#### Records for processing:
****************************************
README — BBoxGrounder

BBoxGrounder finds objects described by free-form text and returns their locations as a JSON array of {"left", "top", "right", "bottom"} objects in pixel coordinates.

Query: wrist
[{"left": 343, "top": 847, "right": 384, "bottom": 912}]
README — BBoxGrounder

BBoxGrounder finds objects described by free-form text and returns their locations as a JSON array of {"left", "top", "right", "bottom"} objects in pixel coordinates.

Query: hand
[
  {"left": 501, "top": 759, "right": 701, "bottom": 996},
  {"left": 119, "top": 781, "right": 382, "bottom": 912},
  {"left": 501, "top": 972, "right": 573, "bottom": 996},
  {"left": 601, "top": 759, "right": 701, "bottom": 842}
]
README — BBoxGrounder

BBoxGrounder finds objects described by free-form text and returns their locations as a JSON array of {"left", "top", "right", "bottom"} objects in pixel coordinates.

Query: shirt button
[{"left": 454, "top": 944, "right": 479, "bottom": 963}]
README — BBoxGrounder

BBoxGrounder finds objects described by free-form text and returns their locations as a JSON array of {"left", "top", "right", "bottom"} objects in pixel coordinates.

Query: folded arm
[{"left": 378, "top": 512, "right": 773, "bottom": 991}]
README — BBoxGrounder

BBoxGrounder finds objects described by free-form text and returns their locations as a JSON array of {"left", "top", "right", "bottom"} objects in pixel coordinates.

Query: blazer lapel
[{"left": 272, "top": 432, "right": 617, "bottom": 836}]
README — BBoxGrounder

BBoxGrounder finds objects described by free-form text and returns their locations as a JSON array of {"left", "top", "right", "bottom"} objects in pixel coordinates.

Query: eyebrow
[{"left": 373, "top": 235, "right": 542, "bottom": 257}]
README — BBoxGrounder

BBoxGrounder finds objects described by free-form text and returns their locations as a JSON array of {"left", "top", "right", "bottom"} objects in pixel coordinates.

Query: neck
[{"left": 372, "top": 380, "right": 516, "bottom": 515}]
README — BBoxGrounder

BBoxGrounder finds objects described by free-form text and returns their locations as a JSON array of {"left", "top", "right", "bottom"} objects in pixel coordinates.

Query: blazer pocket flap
****************************************
#### To do:
How many lines in the records above contain the word "Query"? Reply with only the number.

#### Full response:
8